● **TRY IT**
Below is a block of records. Copy every line in it that contains the word "then".

====== MATERIAL SHOWN ======

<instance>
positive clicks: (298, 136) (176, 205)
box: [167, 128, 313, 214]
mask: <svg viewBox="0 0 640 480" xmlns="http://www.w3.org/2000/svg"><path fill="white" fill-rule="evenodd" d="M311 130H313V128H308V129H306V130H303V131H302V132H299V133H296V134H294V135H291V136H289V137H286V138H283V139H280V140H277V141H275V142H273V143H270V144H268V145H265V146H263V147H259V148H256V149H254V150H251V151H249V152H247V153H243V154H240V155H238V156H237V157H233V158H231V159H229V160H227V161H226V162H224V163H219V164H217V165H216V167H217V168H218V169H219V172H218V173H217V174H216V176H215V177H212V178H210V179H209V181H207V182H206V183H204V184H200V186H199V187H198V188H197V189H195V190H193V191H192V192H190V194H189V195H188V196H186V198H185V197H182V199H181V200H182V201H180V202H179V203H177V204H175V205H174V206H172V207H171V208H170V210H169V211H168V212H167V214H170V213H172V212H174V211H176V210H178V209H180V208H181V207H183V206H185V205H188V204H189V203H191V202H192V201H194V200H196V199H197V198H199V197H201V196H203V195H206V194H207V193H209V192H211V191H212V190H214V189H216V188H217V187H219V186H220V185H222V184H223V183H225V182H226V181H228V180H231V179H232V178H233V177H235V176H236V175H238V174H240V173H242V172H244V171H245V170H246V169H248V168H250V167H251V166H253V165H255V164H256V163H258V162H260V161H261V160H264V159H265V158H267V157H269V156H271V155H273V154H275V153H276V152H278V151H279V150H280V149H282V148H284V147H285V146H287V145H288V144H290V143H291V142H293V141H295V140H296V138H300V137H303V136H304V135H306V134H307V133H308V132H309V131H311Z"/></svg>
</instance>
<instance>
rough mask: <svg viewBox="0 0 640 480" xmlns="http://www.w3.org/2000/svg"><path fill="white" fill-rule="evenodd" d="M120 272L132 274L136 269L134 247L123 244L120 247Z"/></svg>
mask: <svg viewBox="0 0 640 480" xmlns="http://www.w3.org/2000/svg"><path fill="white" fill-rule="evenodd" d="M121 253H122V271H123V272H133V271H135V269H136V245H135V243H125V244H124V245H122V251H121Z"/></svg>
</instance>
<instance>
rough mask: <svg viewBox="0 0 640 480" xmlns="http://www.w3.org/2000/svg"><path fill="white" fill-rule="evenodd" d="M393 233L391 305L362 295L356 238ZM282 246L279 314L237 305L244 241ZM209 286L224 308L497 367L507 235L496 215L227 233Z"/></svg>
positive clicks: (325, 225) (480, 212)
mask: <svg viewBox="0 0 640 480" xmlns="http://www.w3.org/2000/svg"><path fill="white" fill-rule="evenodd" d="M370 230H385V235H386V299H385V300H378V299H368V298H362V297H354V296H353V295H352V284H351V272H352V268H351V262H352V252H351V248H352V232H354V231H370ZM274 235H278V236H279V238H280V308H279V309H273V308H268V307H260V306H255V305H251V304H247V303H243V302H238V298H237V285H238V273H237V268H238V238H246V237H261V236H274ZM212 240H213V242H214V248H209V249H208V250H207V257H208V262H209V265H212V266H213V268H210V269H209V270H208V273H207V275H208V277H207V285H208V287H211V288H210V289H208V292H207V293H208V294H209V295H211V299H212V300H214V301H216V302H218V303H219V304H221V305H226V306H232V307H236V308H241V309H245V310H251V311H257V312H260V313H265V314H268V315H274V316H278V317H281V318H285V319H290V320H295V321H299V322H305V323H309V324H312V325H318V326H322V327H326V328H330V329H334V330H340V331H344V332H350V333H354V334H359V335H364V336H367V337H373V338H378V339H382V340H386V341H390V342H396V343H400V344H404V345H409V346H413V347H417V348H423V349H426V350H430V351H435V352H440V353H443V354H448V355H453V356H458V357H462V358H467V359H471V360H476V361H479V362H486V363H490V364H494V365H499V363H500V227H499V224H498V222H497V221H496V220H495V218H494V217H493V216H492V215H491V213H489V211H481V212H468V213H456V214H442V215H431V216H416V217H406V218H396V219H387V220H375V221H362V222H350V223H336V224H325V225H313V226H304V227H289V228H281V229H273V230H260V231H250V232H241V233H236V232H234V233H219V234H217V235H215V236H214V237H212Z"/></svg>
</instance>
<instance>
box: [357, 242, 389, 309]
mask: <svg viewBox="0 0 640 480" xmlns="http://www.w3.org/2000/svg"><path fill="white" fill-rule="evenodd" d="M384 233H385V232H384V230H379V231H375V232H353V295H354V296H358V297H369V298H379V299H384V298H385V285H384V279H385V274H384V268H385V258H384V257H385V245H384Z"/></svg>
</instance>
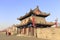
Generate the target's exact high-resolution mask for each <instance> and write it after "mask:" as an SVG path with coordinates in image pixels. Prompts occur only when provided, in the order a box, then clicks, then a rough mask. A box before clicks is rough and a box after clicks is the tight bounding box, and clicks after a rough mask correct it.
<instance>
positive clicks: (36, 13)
mask: <svg viewBox="0 0 60 40" xmlns="http://www.w3.org/2000/svg"><path fill="white" fill-rule="evenodd" d="M32 15H33V16H34V17H35V19H36V20H35V25H37V24H39V25H43V26H52V25H54V23H53V22H47V21H46V20H45V17H47V16H49V15H50V14H47V13H45V12H42V11H40V10H39V8H38V7H37V8H35V9H34V10H30V12H29V13H27V14H26V15H24V16H22V17H20V18H18V20H21V23H20V24H18V25H16V26H18V27H20V26H21V27H22V26H26V25H29V24H30V23H32V20H31V19H30V17H31V16H32ZM38 16H39V18H40V17H42V19H39V18H38ZM27 17H28V19H27V20H25V19H26V18H27ZM23 19H24V20H23Z"/></svg>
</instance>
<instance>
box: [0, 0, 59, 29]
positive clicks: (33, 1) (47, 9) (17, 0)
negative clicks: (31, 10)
mask: <svg viewBox="0 0 60 40" xmlns="http://www.w3.org/2000/svg"><path fill="white" fill-rule="evenodd" d="M37 5H38V6H39V9H40V10H41V11H43V12H47V13H50V14H51V15H50V16H48V17H47V18H46V20H47V21H49V22H50V21H52V22H53V21H54V20H55V19H56V18H58V22H60V16H59V15H60V0H0V30H1V29H5V28H7V27H9V26H11V25H12V24H17V23H19V21H18V20H17V18H19V17H20V16H23V15H24V14H25V13H27V12H29V10H30V9H34V8H36V6H37Z"/></svg>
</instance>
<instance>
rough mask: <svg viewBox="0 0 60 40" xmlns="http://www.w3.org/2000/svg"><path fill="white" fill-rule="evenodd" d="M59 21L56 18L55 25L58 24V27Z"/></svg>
mask: <svg viewBox="0 0 60 40" xmlns="http://www.w3.org/2000/svg"><path fill="white" fill-rule="evenodd" d="M57 21H58V19H56V20H55V25H56V27H57V26H58V25H57V24H58V22H57Z"/></svg>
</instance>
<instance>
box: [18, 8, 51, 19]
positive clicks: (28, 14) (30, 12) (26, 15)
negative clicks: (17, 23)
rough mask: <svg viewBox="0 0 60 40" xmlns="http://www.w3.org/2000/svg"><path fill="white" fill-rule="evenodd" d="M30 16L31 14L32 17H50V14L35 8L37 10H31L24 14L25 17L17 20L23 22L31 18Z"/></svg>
mask: <svg viewBox="0 0 60 40" xmlns="http://www.w3.org/2000/svg"><path fill="white" fill-rule="evenodd" d="M32 14H33V15H36V16H41V17H47V16H49V15H50V13H49V14H47V13H46V12H42V11H40V10H39V7H37V8H35V9H34V10H32V9H31V10H30V12H29V13H26V15H24V16H21V17H20V18H18V20H23V19H25V18H27V17H29V16H31V15H32Z"/></svg>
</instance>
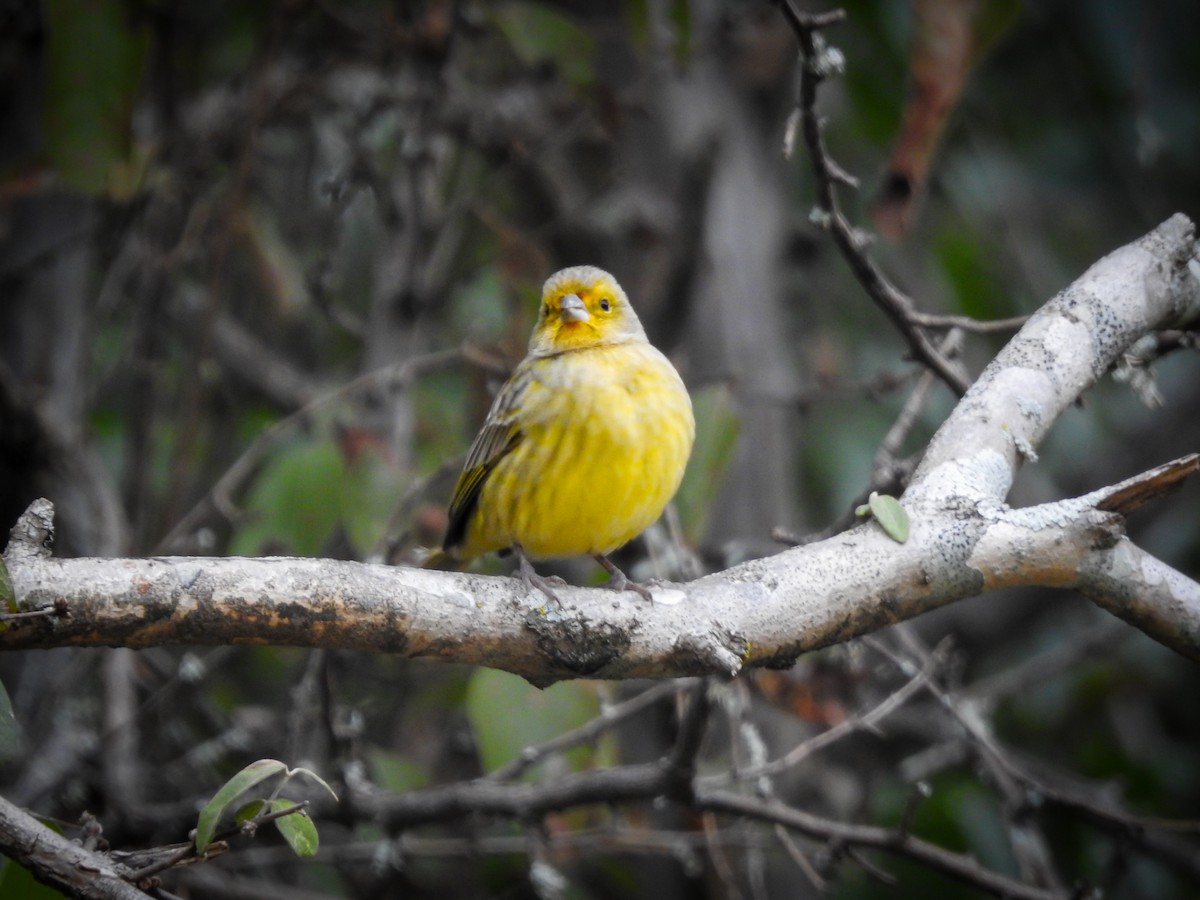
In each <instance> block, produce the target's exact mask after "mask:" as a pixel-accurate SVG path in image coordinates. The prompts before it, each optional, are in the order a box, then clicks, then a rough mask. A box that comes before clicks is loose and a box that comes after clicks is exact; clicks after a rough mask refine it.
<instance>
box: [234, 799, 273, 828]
mask: <svg viewBox="0 0 1200 900" xmlns="http://www.w3.org/2000/svg"><path fill="white" fill-rule="evenodd" d="M265 805H266V800H251V802H250V803H247V804H246V805H245V806H240V808H239V809H238V811H236V812H234V814H233V821H234V822H236V823H238V824H246V822H248V821H250V820H252V818H253V817H254V816H257V815H258V814H259V812H262V811H263V806H265Z"/></svg>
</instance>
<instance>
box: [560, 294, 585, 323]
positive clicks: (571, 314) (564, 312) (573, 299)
mask: <svg viewBox="0 0 1200 900" xmlns="http://www.w3.org/2000/svg"><path fill="white" fill-rule="evenodd" d="M558 311H559V312H558V314H559V317H560V318H562V319H563V322H565V323H574V322H587V320H588V319H590V318H592V314H590V313H589V312H588V307H587V306H586V305H584V302H583V300H581V299H580V295H578V294H566V295H565V296H564V298H563V299H562V300H560V301H559V305H558Z"/></svg>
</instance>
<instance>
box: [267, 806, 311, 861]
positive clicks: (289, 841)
mask: <svg viewBox="0 0 1200 900" xmlns="http://www.w3.org/2000/svg"><path fill="white" fill-rule="evenodd" d="M295 805H296V803H295V800H288V799H284V798H282V797H277V798H275V799H274V800H271V804H270V806H271V810H270V811H271V812H278V811H281V810H286V809H288V808H289V806H295ZM275 827H276V828H277V829H278V832H280V834H281V835H283V840H286V841H287V842H288V846H289V847H292V852H294V853H295V854H296V856H298V857H311V856H316V854H317V847H318V844H319V839H318V836H317V824H316V823H314V822H313V821H312V820H311V818H308V814H307V812H305V811H304V810H302V809H300V810H296V811H295V812H292V814H289V815H287V816H280V817H278V818H276V820H275Z"/></svg>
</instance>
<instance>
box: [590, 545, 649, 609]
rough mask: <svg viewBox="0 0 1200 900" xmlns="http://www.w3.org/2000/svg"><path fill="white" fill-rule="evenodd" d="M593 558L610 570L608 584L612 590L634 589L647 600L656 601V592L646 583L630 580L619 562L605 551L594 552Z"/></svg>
mask: <svg viewBox="0 0 1200 900" xmlns="http://www.w3.org/2000/svg"><path fill="white" fill-rule="evenodd" d="M592 558H593V559H595V560H596V562H598V563H600V565H602V566H604V570H605V571H606V572H608V584H607V586H606V587H607V588H608V589H610V590H616V592H617V593H620V592H623V590H632V592H634V593H635V594H641V595H642V596H643V598H644V599H646V600H647V602H652V604H653V602H654V594H652V593H650V589H649V588H648V587H646V586H644V584H638V583H637V582H636V581H630V578H629V576H626V575H625V572H623V571H622V570H620V569H618V568H617V564H616V563H613V562H612V560H611V559H610V558H608V557H606V556H605V554H604V553H593V554H592Z"/></svg>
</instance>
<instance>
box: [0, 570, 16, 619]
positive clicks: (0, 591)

======

● **RESULT OF THE TASK**
Generate the target's exact high-resolution mask for each <instance> and write it after "mask:" as an SVG path with coordinates in image pixels. Prompts occur only when provided, in the order a box, then clicks, then a rough mask. A box before clicks is rough and a box after clicks is the tight bounding box, and clicks after a rough mask correct it.
In each <instance> block, produce the target's exact mask after "mask:" as a pixel-accurate SVG path in image coordinates. The prompts before it, each optional, are in the order a box, then clicks, then a rough mask. A box that comes before clicks is loose and a box that comes after clicks is exact; clicks after a rough mask refine it.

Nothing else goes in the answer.